• **Dataset records**
━━━━━━━━━━━━━━━━━━━━━━━━━━━━━━
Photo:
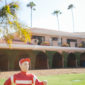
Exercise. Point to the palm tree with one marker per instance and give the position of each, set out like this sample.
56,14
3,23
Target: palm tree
57,12
70,7
10,23
31,5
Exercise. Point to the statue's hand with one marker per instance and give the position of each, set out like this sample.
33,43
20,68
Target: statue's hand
44,82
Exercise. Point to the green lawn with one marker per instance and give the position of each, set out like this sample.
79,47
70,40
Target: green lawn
65,79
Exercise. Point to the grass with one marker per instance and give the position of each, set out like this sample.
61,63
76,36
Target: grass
65,79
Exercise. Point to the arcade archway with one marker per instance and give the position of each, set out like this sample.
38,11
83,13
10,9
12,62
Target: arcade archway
3,62
57,61
71,60
82,60
17,60
41,61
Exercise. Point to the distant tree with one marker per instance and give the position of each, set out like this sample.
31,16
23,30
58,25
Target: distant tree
57,12
70,7
31,5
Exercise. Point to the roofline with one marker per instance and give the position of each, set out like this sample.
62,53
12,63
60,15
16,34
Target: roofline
41,48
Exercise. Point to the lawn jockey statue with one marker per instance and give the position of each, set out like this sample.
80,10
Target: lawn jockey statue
24,78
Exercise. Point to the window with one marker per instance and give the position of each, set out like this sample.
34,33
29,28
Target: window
54,39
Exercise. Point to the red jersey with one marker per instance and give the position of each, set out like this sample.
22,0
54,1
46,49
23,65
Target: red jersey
23,78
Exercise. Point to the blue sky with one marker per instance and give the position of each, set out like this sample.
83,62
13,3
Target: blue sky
43,17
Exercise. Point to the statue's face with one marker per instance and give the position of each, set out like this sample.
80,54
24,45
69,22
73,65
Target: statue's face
24,66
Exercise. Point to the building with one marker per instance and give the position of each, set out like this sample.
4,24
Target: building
48,49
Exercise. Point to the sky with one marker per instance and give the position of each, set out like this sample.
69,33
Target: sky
43,17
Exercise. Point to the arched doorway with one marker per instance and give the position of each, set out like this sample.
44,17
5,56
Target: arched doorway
3,62
82,60
41,61
17,60
57,61
71,60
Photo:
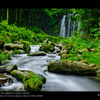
━━━━━━━━━━━━━━━━━━━━━━━━━━━━━━
• **What to work on**
Copy the final portion of the records: every line from the one containing "Exercise. Point to the sky" through the last, word for word, without pictures.

• **Solved exercise**
Exercise. Point to the sky with one marker per instance and give the position of each, set out like this sample.
69,33
Target: sky
43,17
Exercise. Point to the arched doorway with one marker per instance and give the position of each, set out like this sample.
44,17
5,56
Target: arched doorway
3,62
82,60
41,61
17,60
57,61
71,60
Photo:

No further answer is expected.